Exercise requirements.
A. In the essay on collective thinking, which word does the writer call the operative word?
B. Extend the essay on collective thinking and interconnectedness with new paragraphs that pick up right after its last sentence.

Page.
Lifestyle — August 11, 2021 at 1:10 pm

Pieces of a Greater Wholeheartedness


With us living in a world of extremes these days, I believe a timely shift in our collective way of thinking is in order; collective being the operative word.

It’s commonly thought that somehow our individual decisions are our own and that the plights and problems of others are just that. Thinking, “It’s none of our business,” somehow also equates to “It’s not our problem” when something doesn’t seem to directly involve us, but is that really true? From the seemingly inconsequential choices we make in our micro personal and professional lives, to those we make on a political, socio-macro scale, are we going about our daily lives governed mostly by our own interests, or are we giving thought to the collective sum of our choices and actions? It’s time to engage, because in reality, we as a people and as a species on this earth are all much more interconnected than we truly understand.

Source data.
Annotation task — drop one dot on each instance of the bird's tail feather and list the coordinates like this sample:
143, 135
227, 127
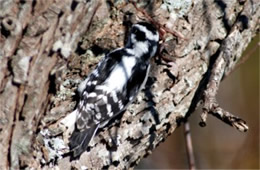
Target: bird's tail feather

Exercise answers.
A. Collective.

B.
We must stop wearing exhaustion as a status symbol in our society and stop martyring ourselves to the point where everyone believes their life, work, or time is somehow more important or valuable, than helping anyone else. You hear it in every utterance of “I’m too busy for _____.” It’s behind every closed door, and ounce of work that’s avoided. If energies like this are left unchecked, they can dismantle and be quite destructive. Yes, we all need healthy boundaries, and to recognize when we’re enabling instead of helping, but we also need balance and we’re all ultimately yearning for harmony.

The mathematical Chaos Theory, or more specifically, The Butterfly Effect, suggests one small change in circumstances can affect larger conditions; or that the flap of a butterfly’s wings in Brazil can set off a tornado in Texas. Whether you believe this theory or not, we’ve seen any number of examples of when collective decisions can cause a disruption, be it good or bad, in areas from everything such as environmental issues to societal concerns. We call them trends, and they’re the ebb and flow of life. Eventually these trends compound to the point where they cannot be ignored and almost always, the solution has effects on everyone whether they realize it or not.

Take something as nondescript as an office coffee maker. A lack of conscientiousness among staff to make a new pot or keep the appliance clean may lead an employer to remove it altogether. This now forces everyone in the office to change their routine in order to access coffee throughout the day. Maybe a coffee service is hired to avoid these other issues, but with a new expenditure may come higher quotas or a cut in another area to meet the cost.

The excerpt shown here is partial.